* What this exercise asks:
a – Return the passage of the memory management text from "Windows NT categorizes" up to and including "virtual address space.", copied word for word.
b – Name every page frame state that the memory management text describes in its bulleted list.

* Page text:

━━━

The format of page table entries is defined by the processor architecture, which, in this case, is the Intel x86 family.

The processor hardware accesses the page table entries to perform virtual-to-physical address translation and to enforce page protections as the processor runs at full speed.

In addition to managing the memory used by each process, the system must keep track of all the RAM and ROM page frames in the computer, whether in use by a process or not. The system maintains this information in lists called memory pools, described next.

Memory pools

Windows NT categorizes memory pools into two types, non-paged and paged:

  • Non-paged pool: The non-paged pool contains all page frames that are guaranteed to always remain resident in memory. Code for interrupt service routines, device drivers, and the memory manager itself must always remain immediately accessible by the processor for system performance reasons and, in the case of the memory manager itself, for the system to function at all. Non-paged virtual addresses reside in the system portion of a process’s virtual address space.
  • Paged pool: The paged pool contains virtual memory pages that can be temporarily swapped out of physical memory whenever needed.

The system tracks the status of every page frame in physical memory in a structure called the page frame number (PFN) database. The PFN is the upper 20 bits of the physical base address of a page frame. Each page frame can be in one of several states depending on its current and previous usage. These are some of the key page frame states:

  • Active: The page frame is part of a system or user process working set. A working set is the portion of a process’s virtual address space currently present in physical memory.
  • Standby: Standby pages are pages that have been removed from process working sets and have not been modified.
  • Modified: Modified pages have been removed from process working sets and have been modified. These pages must be written to disk before their page frames are reused.
  • Free: Free pages are unused but still contain data from their last membership in a working set. For security reasons, these pages cannot be made available to a user process until their data content has been overwritten with zeros.
  • Zeroed: Zeroed pages are free and have been overwritten with zeros. These pages are available for allocation by user processes.
  • Bad: Bad pages have generated hardware errors during processor accesses. Bad pages are tracked in the PFN database and are not used by the operating system.

As system services and applications start up, run, and shut down, page frames transition between states under system control. In Windows NT, a system task runs during idle periods and converts free pages to zeroed pages by overwriting those pages with zeros.

This discussion has focused on the implementation of virtual memory in the x86 processor architecture under Windows NT. Other processor architectures and operating systems implement virtual memory using similar concepts.

The processor component in control of the memory allocation, address translation, and protection functions is called a memory management unit. The next section examines the memory management unit as a generalized computer system component.

━━━

* Listed entries:

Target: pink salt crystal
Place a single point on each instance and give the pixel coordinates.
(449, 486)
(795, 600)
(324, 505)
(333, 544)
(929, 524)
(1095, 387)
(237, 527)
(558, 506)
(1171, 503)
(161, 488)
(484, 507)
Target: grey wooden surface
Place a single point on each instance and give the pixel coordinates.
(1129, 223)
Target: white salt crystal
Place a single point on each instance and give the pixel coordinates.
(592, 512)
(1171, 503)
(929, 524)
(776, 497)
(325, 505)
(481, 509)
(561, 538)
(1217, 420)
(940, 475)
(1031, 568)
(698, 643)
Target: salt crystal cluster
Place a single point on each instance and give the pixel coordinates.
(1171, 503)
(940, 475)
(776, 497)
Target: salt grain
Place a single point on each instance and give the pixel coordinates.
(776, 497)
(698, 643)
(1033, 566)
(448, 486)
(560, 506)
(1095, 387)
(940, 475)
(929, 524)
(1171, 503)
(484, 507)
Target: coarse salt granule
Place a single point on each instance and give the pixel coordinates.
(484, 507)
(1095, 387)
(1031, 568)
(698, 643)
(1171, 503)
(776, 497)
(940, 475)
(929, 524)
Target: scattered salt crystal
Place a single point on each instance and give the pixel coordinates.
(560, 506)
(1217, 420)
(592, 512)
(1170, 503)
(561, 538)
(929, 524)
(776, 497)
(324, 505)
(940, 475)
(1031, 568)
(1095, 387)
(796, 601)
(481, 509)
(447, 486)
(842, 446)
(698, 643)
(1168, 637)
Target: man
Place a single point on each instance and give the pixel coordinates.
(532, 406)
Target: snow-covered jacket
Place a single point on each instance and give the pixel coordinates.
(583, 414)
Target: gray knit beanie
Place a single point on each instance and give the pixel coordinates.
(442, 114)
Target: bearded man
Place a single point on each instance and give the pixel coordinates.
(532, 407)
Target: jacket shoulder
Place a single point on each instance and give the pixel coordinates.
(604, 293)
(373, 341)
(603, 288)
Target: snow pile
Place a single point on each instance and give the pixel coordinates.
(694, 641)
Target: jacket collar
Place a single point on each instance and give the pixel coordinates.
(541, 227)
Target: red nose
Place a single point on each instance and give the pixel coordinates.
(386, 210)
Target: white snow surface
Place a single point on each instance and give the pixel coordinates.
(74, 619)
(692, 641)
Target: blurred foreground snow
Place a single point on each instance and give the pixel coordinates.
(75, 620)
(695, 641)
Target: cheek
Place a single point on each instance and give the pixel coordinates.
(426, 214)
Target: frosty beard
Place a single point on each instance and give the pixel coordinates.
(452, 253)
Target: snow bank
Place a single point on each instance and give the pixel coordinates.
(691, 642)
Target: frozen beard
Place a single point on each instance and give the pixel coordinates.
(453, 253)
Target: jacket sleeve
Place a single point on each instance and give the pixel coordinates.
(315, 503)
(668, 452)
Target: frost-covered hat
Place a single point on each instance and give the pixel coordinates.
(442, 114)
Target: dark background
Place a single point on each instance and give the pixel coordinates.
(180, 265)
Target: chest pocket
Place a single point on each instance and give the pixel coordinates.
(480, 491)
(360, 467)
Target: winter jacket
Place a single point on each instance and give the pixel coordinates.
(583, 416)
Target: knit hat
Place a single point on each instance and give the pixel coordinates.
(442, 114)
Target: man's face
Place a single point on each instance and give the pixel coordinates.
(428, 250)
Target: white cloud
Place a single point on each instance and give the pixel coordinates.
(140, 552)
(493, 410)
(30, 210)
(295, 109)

━━━

* Task-by-task outputs:
a –
Windows NT categorizes memory pools into two types, non-paged and paged:

  • Non-paged pool: The non-paged pool contains all page frames that are guaranteed to always remain resident in memory. Code for interrupt service routines, device drivers, and the memory manager itself must always remain immediately accessible by the processor for system performance reasons and, in the case of the memory manager itself, for the system to function at all. Non-paged virtual addresses reside in the system portion of a process’s virtual address space.

b – Active, Standby, Modified, Free, Zeroed, Bad